* [The problem]: From the records below, print only the part that opens with the line containing "[ ] one point per instance of the dark river" and closes with the line containing "[ ] one point per instance of the snowy field"; omit the pictures.

* [Data shown]:
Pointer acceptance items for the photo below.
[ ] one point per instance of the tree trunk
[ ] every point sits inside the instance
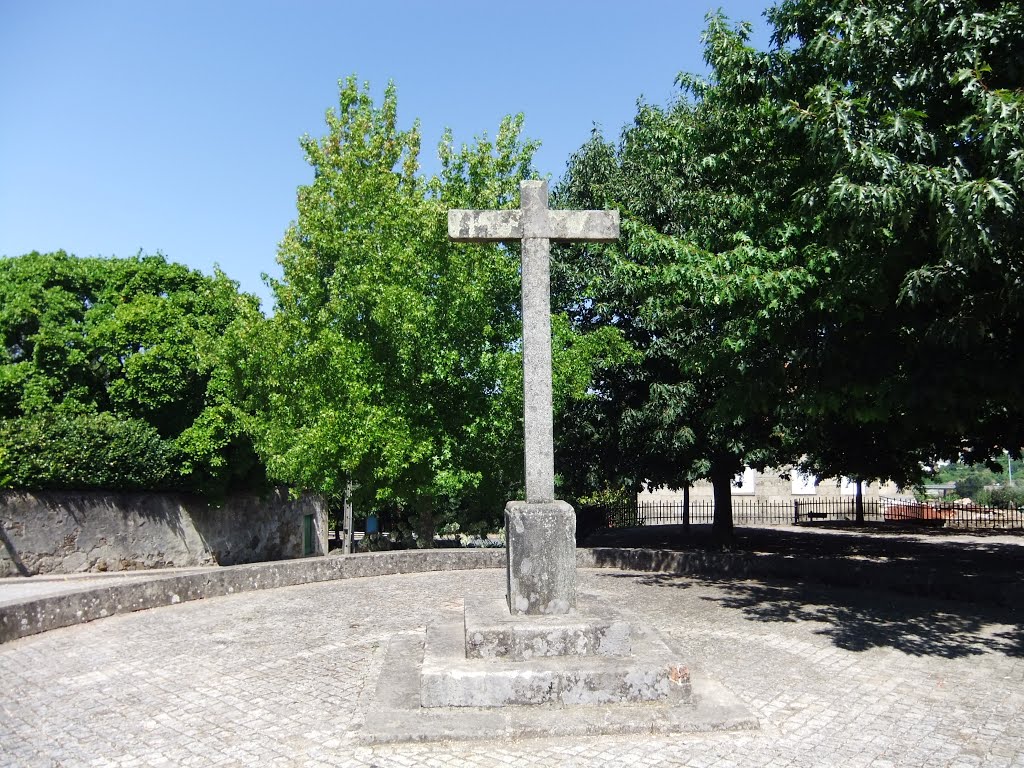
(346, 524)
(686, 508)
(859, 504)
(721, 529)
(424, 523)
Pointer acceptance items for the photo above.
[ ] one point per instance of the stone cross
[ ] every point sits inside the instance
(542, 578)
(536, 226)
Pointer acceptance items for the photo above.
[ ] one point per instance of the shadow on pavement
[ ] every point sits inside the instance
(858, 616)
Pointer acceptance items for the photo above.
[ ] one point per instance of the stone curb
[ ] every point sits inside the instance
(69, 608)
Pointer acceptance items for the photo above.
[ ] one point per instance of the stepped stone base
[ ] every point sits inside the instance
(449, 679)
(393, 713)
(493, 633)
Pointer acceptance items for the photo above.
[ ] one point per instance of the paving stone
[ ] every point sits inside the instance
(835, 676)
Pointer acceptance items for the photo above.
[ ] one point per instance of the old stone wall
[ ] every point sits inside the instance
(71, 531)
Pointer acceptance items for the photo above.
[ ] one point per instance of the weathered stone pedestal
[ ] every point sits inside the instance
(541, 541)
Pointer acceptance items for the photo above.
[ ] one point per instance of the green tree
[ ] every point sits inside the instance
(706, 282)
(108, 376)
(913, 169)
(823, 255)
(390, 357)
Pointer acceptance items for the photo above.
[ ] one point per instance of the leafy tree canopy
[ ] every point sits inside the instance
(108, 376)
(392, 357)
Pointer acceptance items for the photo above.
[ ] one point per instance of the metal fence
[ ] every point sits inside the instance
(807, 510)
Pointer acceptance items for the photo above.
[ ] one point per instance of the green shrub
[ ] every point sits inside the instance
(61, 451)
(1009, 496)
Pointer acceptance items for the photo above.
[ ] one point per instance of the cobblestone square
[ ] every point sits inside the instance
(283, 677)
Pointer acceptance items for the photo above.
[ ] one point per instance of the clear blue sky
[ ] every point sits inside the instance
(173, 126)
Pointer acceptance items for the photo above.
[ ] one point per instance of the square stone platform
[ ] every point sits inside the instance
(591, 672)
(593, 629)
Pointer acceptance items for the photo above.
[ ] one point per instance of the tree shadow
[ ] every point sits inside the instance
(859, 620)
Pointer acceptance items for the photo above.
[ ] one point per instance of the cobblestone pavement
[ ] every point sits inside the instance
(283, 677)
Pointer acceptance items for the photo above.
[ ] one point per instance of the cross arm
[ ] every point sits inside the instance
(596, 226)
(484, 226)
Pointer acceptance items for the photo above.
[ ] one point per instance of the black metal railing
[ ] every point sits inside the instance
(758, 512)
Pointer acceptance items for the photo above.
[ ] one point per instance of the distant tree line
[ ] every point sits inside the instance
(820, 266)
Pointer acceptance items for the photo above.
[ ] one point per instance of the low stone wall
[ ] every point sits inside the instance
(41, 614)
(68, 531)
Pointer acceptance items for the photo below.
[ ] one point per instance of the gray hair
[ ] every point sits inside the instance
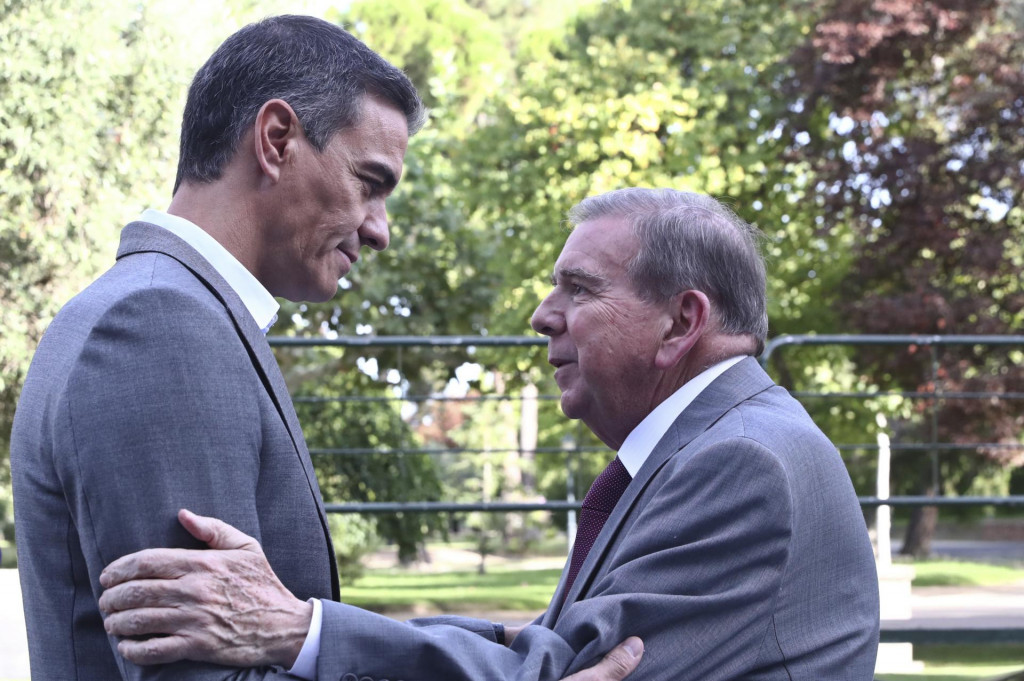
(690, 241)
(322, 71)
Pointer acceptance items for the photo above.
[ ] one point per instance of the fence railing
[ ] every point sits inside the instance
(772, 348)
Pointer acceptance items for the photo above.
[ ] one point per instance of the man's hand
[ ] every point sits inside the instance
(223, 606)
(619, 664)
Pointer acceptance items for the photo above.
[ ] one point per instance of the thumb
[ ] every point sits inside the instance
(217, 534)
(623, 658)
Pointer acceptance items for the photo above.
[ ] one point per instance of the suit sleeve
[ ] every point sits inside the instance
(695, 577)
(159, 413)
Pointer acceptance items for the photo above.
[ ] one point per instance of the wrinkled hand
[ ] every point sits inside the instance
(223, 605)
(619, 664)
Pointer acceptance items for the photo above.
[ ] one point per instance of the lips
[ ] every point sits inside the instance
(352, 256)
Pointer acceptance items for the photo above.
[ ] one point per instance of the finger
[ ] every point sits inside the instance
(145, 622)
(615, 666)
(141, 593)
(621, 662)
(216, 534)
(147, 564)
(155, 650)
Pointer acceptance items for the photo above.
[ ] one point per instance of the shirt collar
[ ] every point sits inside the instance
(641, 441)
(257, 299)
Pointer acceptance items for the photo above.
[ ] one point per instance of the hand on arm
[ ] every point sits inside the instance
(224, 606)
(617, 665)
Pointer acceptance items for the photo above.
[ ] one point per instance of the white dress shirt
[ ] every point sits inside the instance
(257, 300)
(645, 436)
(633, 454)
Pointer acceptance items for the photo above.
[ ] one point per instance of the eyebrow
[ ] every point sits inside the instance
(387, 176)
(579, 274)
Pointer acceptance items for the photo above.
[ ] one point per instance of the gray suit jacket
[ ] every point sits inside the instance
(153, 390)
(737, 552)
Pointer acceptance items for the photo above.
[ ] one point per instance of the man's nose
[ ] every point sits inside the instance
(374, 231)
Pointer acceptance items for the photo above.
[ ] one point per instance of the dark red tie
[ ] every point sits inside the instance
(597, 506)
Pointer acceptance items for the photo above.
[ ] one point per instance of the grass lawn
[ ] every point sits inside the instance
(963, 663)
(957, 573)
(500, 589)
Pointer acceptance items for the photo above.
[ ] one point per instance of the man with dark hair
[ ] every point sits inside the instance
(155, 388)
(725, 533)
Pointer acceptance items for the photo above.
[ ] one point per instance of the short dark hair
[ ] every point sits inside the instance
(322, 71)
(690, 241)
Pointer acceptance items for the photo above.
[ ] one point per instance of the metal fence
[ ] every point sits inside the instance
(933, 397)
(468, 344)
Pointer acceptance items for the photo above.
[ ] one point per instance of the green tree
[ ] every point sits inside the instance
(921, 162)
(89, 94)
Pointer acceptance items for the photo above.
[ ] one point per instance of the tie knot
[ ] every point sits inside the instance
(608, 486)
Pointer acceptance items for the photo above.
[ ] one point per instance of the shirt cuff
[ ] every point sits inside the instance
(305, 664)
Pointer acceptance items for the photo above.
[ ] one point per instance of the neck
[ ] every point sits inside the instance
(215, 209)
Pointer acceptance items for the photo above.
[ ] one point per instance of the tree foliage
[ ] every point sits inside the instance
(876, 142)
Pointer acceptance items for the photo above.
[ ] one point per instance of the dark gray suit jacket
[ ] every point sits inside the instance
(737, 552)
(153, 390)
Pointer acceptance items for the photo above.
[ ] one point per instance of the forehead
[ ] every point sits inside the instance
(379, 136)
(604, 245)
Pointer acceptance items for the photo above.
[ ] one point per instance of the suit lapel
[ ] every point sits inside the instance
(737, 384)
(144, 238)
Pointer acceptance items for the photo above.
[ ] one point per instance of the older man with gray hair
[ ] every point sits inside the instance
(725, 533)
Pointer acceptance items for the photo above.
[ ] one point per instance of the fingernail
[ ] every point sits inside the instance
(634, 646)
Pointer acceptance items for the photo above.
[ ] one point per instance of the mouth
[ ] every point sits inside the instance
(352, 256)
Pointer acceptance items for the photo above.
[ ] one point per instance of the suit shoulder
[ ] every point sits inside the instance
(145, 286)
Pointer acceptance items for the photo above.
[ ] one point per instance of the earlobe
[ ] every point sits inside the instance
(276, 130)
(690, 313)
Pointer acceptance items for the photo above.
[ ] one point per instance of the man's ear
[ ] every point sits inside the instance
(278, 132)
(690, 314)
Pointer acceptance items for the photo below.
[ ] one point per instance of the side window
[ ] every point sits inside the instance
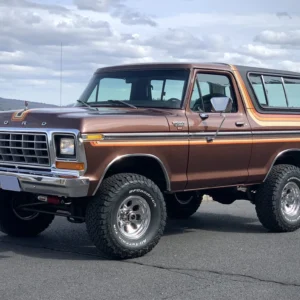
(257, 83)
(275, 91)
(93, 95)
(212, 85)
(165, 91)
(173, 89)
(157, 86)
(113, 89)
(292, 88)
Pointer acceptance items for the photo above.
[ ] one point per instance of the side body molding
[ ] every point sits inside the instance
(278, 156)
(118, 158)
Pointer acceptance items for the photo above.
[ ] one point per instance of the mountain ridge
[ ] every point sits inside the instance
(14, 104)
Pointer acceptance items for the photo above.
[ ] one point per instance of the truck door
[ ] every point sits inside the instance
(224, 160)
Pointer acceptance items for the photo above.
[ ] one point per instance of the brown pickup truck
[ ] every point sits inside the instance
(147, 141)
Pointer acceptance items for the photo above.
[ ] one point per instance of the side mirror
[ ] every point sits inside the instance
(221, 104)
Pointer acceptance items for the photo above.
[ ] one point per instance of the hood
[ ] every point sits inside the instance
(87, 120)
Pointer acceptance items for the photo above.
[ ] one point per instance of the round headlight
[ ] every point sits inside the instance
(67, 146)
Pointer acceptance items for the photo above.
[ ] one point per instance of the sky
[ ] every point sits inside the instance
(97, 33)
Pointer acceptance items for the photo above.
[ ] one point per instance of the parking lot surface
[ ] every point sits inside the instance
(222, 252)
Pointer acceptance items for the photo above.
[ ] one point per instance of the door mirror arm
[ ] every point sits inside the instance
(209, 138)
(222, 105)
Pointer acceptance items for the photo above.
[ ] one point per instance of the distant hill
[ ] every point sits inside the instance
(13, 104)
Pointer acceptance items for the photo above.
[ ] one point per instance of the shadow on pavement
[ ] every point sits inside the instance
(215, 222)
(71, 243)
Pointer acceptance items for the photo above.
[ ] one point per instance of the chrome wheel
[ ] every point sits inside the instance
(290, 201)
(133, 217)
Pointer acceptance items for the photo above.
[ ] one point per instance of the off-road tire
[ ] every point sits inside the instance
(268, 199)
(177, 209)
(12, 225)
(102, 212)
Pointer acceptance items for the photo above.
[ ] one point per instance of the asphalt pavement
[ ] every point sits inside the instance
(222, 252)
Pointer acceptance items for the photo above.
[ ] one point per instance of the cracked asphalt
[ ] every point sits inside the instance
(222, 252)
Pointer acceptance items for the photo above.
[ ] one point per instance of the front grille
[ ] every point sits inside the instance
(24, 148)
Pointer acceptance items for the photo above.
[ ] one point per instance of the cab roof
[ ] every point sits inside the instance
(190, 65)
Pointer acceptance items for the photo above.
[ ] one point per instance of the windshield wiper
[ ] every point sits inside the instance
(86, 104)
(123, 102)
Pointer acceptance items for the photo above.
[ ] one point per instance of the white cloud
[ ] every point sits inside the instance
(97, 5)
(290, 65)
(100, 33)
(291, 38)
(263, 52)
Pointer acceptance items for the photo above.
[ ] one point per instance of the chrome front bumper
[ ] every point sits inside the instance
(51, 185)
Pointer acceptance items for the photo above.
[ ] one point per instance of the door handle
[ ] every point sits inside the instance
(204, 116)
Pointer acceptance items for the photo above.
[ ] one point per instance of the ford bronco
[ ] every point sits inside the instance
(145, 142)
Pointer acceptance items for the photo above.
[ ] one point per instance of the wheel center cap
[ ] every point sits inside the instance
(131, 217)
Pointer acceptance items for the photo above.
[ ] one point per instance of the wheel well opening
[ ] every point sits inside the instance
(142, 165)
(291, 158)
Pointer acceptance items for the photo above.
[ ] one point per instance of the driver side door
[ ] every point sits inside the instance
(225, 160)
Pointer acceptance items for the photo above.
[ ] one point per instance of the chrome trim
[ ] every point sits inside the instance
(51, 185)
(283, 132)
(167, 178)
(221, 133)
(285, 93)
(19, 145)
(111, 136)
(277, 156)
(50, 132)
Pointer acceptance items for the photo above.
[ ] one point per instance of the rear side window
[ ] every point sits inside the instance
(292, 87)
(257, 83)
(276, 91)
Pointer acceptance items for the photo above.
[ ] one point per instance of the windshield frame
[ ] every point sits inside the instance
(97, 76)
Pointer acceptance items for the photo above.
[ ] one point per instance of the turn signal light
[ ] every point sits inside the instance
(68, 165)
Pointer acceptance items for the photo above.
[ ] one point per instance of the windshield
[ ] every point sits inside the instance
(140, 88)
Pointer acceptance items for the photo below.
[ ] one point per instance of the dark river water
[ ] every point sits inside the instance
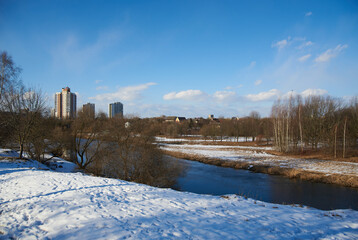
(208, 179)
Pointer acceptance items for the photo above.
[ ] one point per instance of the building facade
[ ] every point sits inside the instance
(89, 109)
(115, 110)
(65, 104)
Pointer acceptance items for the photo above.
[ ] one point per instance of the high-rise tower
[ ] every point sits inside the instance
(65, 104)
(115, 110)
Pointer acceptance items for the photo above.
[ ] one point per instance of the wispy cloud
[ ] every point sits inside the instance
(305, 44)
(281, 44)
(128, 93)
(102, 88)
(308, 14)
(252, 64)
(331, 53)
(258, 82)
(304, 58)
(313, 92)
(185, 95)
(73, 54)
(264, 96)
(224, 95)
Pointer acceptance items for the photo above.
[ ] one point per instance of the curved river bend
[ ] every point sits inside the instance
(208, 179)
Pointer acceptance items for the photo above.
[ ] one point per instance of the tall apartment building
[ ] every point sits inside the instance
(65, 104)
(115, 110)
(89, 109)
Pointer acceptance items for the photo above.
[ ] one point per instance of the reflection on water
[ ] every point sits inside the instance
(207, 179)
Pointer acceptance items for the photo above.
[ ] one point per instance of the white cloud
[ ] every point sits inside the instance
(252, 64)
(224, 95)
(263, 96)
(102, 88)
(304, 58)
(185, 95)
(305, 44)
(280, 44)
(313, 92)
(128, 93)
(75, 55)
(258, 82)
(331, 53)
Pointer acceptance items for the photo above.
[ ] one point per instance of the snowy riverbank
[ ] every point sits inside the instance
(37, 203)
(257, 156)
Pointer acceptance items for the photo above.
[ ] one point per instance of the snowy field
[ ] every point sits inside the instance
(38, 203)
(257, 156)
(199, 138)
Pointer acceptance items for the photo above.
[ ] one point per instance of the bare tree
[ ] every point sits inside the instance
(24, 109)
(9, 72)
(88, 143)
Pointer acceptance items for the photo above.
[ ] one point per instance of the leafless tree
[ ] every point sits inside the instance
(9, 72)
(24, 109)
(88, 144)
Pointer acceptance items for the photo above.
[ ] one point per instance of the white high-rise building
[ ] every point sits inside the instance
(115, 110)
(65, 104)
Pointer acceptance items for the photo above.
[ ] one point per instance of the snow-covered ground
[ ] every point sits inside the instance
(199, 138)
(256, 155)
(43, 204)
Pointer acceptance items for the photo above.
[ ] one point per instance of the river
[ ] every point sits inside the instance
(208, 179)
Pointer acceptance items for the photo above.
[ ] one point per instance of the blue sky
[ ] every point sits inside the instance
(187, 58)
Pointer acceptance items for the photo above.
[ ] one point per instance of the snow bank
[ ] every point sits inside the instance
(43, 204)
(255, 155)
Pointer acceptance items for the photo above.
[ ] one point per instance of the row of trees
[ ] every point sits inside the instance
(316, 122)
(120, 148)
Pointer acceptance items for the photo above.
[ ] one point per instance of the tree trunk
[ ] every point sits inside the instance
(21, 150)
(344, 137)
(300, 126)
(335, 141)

* [Solution]:
[ ] one point per instance of the dark river water
[ ] every point sits inside the instance
(208, 179)
Pointer acceptance items for the photo above.
[ ] one point per instance of the building facade
[ ] every point sits inside the instance
(89, 109)
(115, 110)
(65, 104)
Pointer acceptance items for the photo above.
[ ] one point per instance of the high-rise tower
[ ] every point sits inside the instance
(65, 104)
(115, 110)
Pointer acceptance items for the photo above.
[ ] one point per instance of the wispy cloud
[ ] every point sits inside the instance
(305, 44)
(281, 44)
(128, 93)
(102, 88)
(308, 14)
(252, 64)
(331, 53)
(258, 82)
(304, 58)
(313, 92)
(185, 95)
(73, 54)
(264, 96)
(224, 95)
Pointer acceptance items for the photo above.
[ ] one point per instance of the curved river bend
[ ] every point sits inside the instance
(208, 179)
Pointer acceptance items for the photo above.
[ ] one point per instance of the tall apartment building
[ ] every point sits inside the instance
(65, 104)
(115, 110)
(89, 109)
Pointer acceptance items for the photo above.
[ ] one point per instance of the reflection on water
[ ] every point sits inside the instance
(207, 179)
Pointer acceptance items for the photo above.
[ ] one point per instance of the white cloud
[ ] every point sits inside the instance
(252, 64)
(224, 95)
(263, 96)
(102, 88)
(304, 58)
(185, 95)
(305, 44)
(280, 44)
(313, 92)
(128, 93)
(75, 55)
(258, 82)
(331, 53)
Pointer acceptance items for the photo above.
[ ] one point per instance of the snowy riverbank
[ ] every point sits inside the instance
(37, 203)
(257, 156)
Pointer acceptance items for the photo above.
[ ] one point per instance of the snowy field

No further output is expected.